*** Opening SELECTED TEXT ***
Catches for Dungeness crab at Southeast Alaska are going slow so far for 163 boats, but prices of $4.20 a pound are more than double last year’s. The crab fishery will run through mid-August and reopen in October.

Kodiak crabbers were getting $4.25 for their Dungeness, also more than double.

Norton Sound opened for king crab on June 15 with a 290,000-pound catch limit. Concerns over the depleted stock resulted in no buyers and only one participant who is selling crab locally.

Prince William Sound’s pot shrimp fishery remains open until mid-September with a catch limit of 70,000 pounds. A lingcod fishery opened in the sound on July 1 for a catch of nearly 33,000 pounds.

Ling cod also opened at Cook Inlet with a 52,500-pound catch limit. The Inlet also opened July 1 for rockfish with a 150,000-pound harvest.
*** Closing SELECTED TEXT ***
*** Opening DATASET CONTENT ***
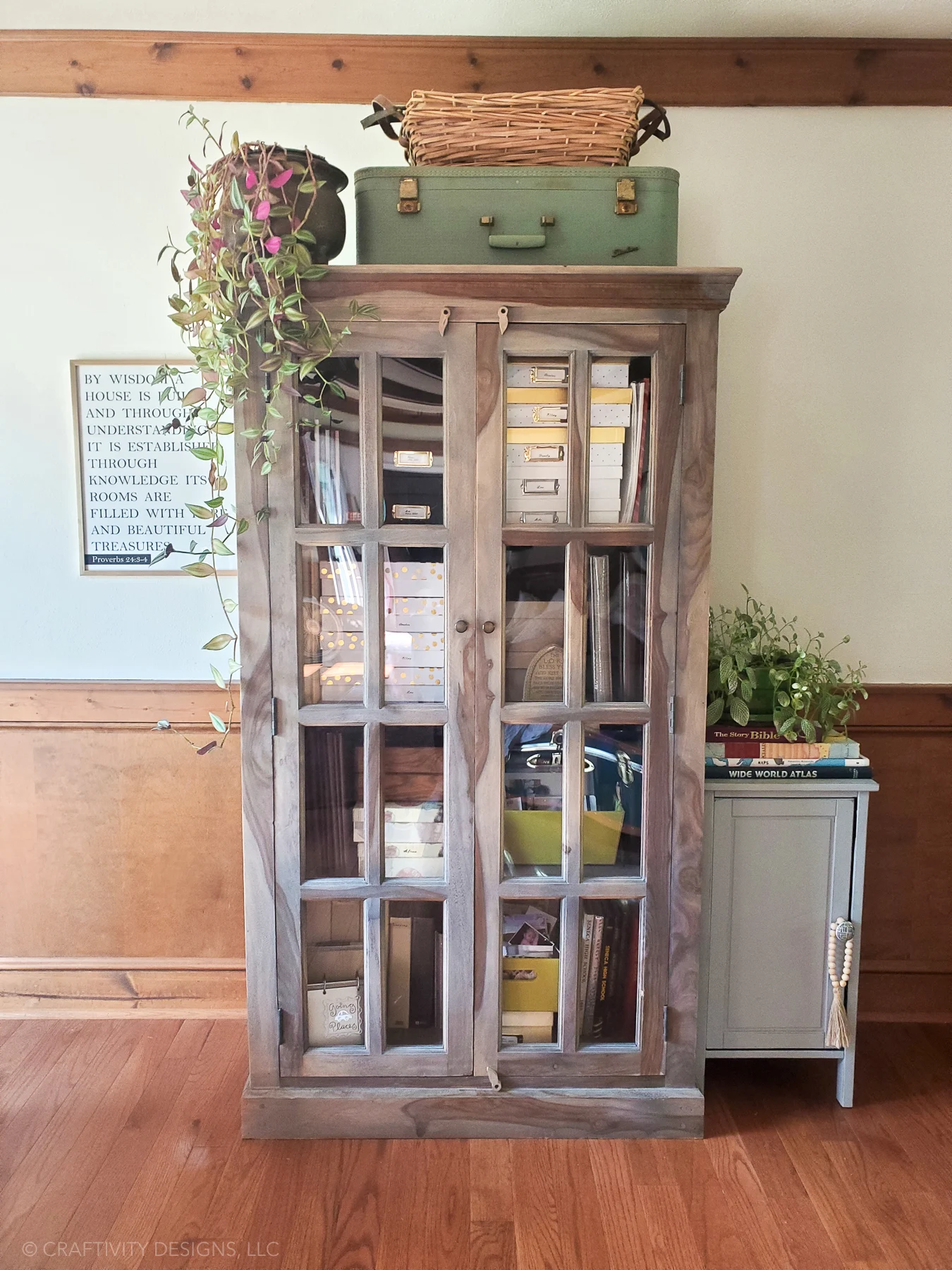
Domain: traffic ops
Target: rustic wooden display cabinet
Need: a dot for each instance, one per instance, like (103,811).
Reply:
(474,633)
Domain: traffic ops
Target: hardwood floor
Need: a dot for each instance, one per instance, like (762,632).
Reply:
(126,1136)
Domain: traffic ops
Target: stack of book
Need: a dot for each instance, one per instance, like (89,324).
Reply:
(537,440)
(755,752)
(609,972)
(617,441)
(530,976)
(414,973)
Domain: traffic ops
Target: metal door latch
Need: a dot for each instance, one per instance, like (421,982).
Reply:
*** Closing DATASET CONTENT ***
# EXERCISE DESCRIPTION
Continue the report on Alaska fishery openings, catch limits and prices, beginning after its last sentence.

# OUTPUT
Cook Inlet also has a harvest for kelp washed up on beaches set at 86,000 pounds.

A scallop fishery opened on July 1 from Yakutat to the Bering Sea with a harvest of 345,000 pounds of shucked meats.

Alaska’s halibut catch was nearing 7.8 million pounds out of a nearly 19 million pound catch limit. Continuing demand for fresh fish has kept prices well over $5.75 a pound at most ports, reaching $7.50 across the board at Homer.

Prices for sablefish (blackcod) also were on the rise in five weight categories. The weekly Fish Ticket by Alaska Boats & Permits showed prices ranging from $1.10 for 2-pounders to $6.25 a pound for 7-ups. Sablefish catches were approaching 27 million pounds out of a 43.4 million pound quota.

Fishing for pollock, cod, flounders and other groundfish also continues throughout the Gulf of Alaska and Bering Sea.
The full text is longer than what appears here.